» What you have to do
Please work out how many lines in the data below contain "blue", and reply with that number alone.
==== Records supplied ====
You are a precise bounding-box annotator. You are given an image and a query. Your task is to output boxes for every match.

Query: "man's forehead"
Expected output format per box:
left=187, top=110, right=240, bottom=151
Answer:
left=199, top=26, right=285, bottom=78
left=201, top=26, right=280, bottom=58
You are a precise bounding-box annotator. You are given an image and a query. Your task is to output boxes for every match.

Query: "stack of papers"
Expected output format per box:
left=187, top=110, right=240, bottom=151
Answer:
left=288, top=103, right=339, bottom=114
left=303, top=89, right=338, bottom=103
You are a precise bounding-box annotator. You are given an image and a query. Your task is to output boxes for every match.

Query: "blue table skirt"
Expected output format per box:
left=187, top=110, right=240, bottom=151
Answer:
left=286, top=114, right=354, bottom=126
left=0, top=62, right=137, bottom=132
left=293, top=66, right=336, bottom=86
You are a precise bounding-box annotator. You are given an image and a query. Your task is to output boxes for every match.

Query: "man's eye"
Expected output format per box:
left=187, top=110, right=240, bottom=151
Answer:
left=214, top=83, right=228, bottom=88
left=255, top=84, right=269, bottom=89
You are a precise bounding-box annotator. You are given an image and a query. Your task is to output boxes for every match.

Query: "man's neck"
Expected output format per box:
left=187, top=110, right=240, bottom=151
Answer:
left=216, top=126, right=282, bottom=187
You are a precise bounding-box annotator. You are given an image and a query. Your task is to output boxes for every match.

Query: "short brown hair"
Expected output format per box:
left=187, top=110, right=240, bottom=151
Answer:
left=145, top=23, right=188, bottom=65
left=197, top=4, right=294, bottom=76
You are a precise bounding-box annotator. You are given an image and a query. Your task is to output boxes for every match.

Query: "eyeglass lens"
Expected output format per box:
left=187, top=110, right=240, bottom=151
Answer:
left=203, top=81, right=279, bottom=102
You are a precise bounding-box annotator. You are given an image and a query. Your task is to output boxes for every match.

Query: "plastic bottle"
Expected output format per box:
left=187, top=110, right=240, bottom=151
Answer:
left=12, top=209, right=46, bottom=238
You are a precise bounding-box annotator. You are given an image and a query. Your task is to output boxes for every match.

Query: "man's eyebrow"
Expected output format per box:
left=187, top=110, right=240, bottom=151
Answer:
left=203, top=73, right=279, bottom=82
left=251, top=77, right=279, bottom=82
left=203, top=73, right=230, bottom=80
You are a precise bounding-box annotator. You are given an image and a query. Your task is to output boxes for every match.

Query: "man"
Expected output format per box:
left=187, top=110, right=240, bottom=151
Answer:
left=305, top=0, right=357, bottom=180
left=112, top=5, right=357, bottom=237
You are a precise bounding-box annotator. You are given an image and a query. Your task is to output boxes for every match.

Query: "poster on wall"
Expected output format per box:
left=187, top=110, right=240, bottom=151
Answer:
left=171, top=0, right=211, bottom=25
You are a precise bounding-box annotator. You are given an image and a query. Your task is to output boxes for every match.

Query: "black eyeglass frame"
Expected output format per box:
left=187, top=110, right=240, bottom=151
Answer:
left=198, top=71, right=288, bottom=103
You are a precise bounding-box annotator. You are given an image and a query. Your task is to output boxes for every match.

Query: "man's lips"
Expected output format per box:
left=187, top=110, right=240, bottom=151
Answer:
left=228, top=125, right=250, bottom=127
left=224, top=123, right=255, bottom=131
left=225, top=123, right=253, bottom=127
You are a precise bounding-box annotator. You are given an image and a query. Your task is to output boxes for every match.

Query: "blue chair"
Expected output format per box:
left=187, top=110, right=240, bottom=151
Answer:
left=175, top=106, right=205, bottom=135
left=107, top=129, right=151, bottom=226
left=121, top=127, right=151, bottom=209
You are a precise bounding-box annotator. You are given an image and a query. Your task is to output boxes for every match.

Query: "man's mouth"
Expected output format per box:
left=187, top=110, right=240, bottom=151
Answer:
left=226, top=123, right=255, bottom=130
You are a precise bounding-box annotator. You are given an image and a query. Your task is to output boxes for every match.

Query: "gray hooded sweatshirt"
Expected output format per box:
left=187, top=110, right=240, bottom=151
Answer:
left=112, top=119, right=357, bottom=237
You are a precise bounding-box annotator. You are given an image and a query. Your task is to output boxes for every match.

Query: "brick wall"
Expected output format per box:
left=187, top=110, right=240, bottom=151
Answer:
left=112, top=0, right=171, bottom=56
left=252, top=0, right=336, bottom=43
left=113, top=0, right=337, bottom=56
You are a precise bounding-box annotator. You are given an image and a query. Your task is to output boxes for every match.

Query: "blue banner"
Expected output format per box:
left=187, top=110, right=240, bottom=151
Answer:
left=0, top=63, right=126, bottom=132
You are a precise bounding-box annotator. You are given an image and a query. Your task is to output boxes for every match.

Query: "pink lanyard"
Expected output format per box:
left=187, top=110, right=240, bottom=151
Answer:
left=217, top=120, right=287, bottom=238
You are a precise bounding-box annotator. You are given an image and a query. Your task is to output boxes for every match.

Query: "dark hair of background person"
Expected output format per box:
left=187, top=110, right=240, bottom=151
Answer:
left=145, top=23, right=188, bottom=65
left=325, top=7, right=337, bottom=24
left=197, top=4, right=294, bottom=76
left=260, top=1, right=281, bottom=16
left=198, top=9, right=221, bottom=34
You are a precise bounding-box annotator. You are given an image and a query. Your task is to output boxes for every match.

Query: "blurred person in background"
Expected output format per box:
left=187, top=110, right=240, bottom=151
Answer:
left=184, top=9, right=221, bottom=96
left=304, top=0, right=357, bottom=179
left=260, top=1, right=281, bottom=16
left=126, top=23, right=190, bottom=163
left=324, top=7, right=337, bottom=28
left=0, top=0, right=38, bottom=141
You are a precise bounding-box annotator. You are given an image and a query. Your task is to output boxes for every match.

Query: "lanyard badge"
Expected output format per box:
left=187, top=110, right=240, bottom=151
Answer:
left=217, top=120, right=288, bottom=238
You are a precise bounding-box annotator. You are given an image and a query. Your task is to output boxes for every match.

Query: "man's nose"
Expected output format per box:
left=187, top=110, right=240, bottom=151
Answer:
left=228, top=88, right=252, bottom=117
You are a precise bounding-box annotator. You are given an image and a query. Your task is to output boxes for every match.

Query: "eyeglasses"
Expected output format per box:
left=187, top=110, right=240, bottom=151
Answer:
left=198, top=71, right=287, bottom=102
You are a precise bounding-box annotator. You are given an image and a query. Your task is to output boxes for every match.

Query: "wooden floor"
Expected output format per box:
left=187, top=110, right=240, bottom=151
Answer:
====
» Exercise response
3